WORK INSTRUCTION: Read through the records. Copy each line that has the word "below".

*** Opening of DATA SUPPLIED ***

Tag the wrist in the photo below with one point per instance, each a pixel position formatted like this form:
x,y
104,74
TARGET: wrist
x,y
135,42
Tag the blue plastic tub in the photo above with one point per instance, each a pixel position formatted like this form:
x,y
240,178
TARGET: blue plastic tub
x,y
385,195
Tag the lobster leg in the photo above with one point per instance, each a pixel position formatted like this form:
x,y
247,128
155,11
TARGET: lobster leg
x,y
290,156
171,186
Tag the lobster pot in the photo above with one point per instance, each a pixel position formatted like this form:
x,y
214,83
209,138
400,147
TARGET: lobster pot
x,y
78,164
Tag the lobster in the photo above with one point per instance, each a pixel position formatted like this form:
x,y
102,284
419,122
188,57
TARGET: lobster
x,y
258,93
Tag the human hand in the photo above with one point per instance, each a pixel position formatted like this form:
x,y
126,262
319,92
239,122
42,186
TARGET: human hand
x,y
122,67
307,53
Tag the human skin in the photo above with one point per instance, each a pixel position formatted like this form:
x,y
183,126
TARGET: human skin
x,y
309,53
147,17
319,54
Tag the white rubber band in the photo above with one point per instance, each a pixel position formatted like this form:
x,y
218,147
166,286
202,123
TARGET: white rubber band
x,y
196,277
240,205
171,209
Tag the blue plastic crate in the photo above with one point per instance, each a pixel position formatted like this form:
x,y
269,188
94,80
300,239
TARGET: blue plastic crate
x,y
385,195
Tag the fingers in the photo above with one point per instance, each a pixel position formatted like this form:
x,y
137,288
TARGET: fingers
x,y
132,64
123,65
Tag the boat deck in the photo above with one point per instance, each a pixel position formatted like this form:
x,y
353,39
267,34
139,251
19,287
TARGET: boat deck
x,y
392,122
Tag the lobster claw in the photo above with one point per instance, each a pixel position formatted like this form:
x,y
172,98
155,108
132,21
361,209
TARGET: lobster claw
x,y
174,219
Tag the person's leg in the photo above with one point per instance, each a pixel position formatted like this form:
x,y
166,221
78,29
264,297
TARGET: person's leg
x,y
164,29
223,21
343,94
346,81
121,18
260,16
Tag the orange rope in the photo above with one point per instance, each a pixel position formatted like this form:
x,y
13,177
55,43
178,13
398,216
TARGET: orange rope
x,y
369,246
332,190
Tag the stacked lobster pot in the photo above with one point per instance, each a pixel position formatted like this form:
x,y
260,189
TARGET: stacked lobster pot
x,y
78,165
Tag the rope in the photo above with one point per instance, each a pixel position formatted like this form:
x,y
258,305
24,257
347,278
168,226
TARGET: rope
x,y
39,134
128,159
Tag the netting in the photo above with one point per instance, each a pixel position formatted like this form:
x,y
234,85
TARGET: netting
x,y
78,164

*** Close of DATA SUPPLIED ***
*** Opening of DATA SUPPLIED ***

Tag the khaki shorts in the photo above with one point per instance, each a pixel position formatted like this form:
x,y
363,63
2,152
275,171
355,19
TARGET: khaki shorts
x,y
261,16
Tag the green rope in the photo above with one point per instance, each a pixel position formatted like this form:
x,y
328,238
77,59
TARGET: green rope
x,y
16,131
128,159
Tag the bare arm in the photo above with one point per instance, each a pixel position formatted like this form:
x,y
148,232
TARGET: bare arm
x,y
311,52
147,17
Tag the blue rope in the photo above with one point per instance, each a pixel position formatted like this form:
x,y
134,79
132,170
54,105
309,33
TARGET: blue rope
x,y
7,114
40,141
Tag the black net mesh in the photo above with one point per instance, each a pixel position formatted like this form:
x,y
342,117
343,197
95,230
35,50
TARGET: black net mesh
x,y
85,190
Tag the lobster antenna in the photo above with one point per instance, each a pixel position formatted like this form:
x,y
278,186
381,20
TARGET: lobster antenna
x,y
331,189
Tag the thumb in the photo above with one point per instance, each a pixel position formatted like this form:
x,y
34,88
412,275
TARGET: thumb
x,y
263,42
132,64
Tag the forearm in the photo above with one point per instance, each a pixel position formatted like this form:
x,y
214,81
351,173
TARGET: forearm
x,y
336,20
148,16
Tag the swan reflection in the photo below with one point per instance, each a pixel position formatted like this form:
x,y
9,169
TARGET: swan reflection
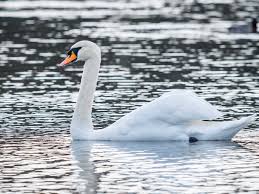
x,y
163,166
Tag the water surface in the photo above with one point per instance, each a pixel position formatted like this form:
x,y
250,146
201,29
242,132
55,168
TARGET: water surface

*** Close of DATA SUPPLIED ***
*** Opening of DATA SUPPLIED ***

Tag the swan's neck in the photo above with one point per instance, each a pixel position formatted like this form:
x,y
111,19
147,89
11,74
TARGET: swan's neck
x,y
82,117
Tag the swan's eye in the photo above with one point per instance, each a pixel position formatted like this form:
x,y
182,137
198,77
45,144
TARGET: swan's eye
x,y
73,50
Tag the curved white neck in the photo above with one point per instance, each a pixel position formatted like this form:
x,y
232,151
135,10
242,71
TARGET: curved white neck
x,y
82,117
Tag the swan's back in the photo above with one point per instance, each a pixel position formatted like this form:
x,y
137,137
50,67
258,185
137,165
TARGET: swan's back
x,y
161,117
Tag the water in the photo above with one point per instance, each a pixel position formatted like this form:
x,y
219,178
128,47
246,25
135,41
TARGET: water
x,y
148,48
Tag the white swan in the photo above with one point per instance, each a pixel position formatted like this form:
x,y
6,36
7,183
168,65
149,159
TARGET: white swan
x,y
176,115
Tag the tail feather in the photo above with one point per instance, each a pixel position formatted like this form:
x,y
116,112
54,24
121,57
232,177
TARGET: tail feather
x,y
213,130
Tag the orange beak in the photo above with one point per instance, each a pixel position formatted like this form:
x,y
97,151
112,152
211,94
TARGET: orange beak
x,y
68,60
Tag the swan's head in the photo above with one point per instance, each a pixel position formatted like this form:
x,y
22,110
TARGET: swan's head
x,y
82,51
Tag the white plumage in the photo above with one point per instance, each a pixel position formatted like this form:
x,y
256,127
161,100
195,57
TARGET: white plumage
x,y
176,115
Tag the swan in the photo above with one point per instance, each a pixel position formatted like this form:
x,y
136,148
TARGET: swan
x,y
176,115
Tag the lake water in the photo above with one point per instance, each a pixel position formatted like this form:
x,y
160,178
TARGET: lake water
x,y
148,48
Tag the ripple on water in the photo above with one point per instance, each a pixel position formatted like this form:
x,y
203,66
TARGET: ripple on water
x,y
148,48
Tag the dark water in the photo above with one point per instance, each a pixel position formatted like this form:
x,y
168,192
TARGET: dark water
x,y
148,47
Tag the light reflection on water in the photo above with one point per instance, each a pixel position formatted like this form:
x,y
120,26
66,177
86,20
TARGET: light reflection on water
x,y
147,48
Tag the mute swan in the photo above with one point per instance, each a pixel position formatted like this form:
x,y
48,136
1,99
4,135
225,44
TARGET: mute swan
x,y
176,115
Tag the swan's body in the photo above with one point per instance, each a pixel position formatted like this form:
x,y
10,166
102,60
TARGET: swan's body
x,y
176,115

*** Close of DATA SUPPLIED ***

TASK ANSWER:
Tag the wrist in the photo below with one point per instance, each a pixel position formatted like this form:
Tag the swan reflection in the photo below with one point per instance, each a pixel position formatted like this form:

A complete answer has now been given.